Source data
______________________________

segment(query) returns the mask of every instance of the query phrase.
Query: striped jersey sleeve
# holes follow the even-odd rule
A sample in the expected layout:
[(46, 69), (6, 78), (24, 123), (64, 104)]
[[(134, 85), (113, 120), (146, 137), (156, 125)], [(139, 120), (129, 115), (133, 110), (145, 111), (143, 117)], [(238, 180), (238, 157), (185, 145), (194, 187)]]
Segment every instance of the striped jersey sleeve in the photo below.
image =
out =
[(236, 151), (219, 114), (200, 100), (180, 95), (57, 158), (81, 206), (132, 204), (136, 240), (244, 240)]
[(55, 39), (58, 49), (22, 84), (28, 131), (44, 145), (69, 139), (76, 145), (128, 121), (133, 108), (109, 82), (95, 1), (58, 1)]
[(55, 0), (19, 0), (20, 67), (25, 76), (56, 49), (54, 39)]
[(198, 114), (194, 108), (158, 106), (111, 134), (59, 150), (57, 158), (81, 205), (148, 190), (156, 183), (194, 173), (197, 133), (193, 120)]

______________________________

• **Objective**
Copy every row above word for word, with no changes.

• **Answer below**
segment(query) returns the mask of every instance of the query phrase.
Query: striped jersey sleeve
# holes follow the even-odd rule
A sample in the expected layout:
[(46, 69), (6, 78), (24, 123), (64, 104)]
[[(134, 85), (113, 120), (146, 137), (156, 125)], [(139, 120), (129, 115), (133, 110), (145, 111), (143, 117)], [(238, 180), (238, 157), (185, 145), (194, 187)]]
Segment every instance of the striped jersey sleeve in the photo below.
image =
out =
[(236, 151), (219, 114), (200, 100), (180, 95), (57, 158), (81, 206), (132, 204), (136, 240), (244, 240)]
[(55, 39), (58, 49), (22, 84), (28, 131), (44, 145), (69, 139), (76, 145), (128, 121), (133, 108), (109, 82), (95, 1), (58, 1)]
[(55, 0), (19, 0), (20, 67), (25, 76), (56, 49), (54, 39)]
[(198, 114), (194, 108), (158, 106), (111, 134), (59, 150), (57, 158), (81, 205), (148, 190), (156, 183), (194, 173), (197, 133), (193, 120)]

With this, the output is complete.